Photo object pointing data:
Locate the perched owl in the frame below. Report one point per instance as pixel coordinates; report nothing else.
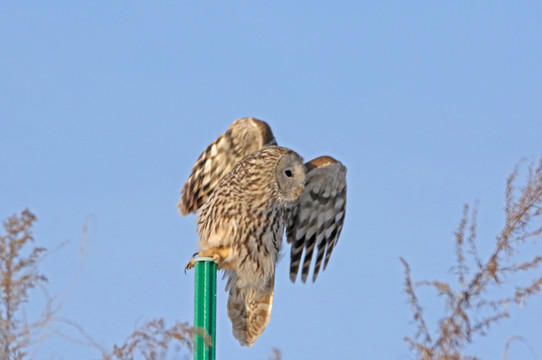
(247, 193)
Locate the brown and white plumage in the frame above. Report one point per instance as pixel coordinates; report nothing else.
(246, 199)
(243, 137)
(318, 219)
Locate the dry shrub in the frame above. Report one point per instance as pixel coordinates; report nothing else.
(470, 296)
(18, 274)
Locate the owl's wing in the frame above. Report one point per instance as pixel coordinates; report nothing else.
(243, 137)
(318, 218)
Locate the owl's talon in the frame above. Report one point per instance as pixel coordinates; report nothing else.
(190, 264)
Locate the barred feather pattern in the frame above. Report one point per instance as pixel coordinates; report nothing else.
(318, 219)
(246, 192)
(243, 137)
(246, 213)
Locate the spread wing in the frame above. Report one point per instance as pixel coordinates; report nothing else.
(318, 219)
(243, 137)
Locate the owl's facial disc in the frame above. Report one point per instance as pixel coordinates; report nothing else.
(290, 174)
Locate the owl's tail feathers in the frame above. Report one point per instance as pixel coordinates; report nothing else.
(249, 310)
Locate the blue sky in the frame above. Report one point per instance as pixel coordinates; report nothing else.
(105, 106)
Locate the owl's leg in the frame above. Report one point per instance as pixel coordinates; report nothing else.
(219, 254)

### Required work:
Duplicate the data verbatim from the line with "Locate the owl's leg" through the end of the data.

### Solution:
Locate the owl's leg in the frame above. Report one point per instance as pixel coordinates; report nothing else.
(219, 254)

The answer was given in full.